An Unconventional Step Taken in Understanding Alzheimer’s

An Unconventional Step Taken in Understanding Alzheimer’s

By Brian Costa

According to a recent study, researchers have learned that there may be a connection between bone loss and Alzheimer’s. A finding like this is incredibly important for the brain deteriorating illness that is Alzheimer’s, as most cases of the disease cannot be linked back to genetic markers that can be analyzed to examine a patient’s potential for developing the disease. In other words, it is hard to know who has the disease until behavioral and neurological signs appear, by which point treatment becomes nearly impossible. However, the newfound relationship between bone loss and Alzheimer’s may lead to a method for detecting Alzheimer’s before the classical symptoms materialize.

The Northeast Ohio Medical University researchers worked with mice dubbed Htau mice which were genetically engineered to contain a type of the tau protein, a protein in humans that fails to function properly when they have Alzheimer’s. Departing from the classical method of studying only the brain mass and structure of the afflicted mice, the researchers measured the bone mineral density of the mice before the tau protein behaved irregularly and after the abnormality transpired (MNT). By doing so, they discovered that Htau mice had far less bone mineral density than mice that were healthy.

While the study has found a correlation between bone loss and Alzheimer’s, there is still more research to be done before understanding the mechanics of this relationship. Therefore, the Northeast Ohio Medical University team now believes that that studies and research should now be invested in uncovering the so-called “molecular mechanism” between bone loss and decreased levels of serotonin (MNT). Christine Dengler-Crish, who is an associate professor of pharmaceutical sciences at Northeast Ohio Medical University, argues that if this mechanism can be found, then, “Measurement of bone density, which is routinely performed in the clinic, could serve as a useful biomarker for assessing AD [Alzheimer’s disease] risk in our aging population” (MNT). Biomarkers, as discussed in an article by Kyle Strimbu, are “objective indications of medical state observed from outside the patient- which can be measured accurately and reproducibly” (NCBI). Therefore, if these markers can be detected early by doctors, preventive measures can be taken to reduce the chances of contracting Alzheimer’s in possible patients.

_Supplied data_:

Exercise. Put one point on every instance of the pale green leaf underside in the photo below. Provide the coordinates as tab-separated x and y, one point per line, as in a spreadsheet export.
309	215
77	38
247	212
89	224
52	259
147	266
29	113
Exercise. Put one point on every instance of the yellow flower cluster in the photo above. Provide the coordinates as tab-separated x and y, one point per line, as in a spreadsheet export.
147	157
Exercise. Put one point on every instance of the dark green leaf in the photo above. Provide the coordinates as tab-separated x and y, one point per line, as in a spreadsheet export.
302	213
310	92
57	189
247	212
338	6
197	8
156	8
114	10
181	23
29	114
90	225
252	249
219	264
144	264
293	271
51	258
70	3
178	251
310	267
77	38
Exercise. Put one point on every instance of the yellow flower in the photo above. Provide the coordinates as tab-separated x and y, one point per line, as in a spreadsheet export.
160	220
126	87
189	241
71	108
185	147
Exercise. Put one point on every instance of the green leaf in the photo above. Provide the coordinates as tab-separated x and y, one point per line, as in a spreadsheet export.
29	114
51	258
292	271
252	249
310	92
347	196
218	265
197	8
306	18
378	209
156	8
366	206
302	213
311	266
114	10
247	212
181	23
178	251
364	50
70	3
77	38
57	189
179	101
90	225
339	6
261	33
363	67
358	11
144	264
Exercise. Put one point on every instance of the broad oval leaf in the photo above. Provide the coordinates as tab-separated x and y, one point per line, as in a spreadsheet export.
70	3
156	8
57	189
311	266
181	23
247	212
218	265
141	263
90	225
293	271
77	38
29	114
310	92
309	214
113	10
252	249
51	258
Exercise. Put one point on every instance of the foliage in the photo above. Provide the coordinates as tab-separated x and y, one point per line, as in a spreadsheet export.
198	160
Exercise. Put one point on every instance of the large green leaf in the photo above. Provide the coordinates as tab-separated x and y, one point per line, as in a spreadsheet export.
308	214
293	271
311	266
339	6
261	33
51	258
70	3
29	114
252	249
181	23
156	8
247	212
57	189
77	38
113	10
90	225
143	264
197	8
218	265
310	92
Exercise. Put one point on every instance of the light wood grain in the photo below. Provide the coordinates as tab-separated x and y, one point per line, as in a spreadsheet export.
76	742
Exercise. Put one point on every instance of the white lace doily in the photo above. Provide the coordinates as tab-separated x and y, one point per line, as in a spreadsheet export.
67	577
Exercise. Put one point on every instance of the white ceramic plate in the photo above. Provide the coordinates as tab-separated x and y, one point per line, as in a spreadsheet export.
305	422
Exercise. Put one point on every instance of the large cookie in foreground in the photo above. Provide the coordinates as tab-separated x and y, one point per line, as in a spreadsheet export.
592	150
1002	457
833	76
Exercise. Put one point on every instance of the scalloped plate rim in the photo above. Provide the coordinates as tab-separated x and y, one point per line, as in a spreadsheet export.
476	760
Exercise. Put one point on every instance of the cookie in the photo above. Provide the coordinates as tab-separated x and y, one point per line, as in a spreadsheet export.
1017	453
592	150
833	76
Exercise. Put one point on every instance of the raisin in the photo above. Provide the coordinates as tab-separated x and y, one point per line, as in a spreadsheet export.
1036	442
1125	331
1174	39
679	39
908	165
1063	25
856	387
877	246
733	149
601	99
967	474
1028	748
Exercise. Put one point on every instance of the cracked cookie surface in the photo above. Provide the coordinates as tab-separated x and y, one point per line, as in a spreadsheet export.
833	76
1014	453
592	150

_Study questions_:
[a] Quote the Alzheimer's article from "The Northeast Ohio Medical University researchers" to "that were healthy.".
[b] According to the Alzheimer's article, how did the bone mineral density of the Htau mice compare with that of healthy mice?

_Results of the tasks_:
[a]
The Northeast Ohio Medical University researchers worked with mice dubbed Htau mice which were genetically engineered to contain a type of the tau protein, a protein in humans that fails to function properly when they have Alzheimer’s. Departing from the classical method of studying only the brain mass and structure of the afflicted mice, the researchers measured the bone mineral density of the mice before the tau protein behaved irregularly and after the abnormality transpired (MNT). By doing so, they discovered that Htau mice had far less bone mineral density than mice that were healthy.

[b] The Htau mice had far less bone mineral density than healthy mice.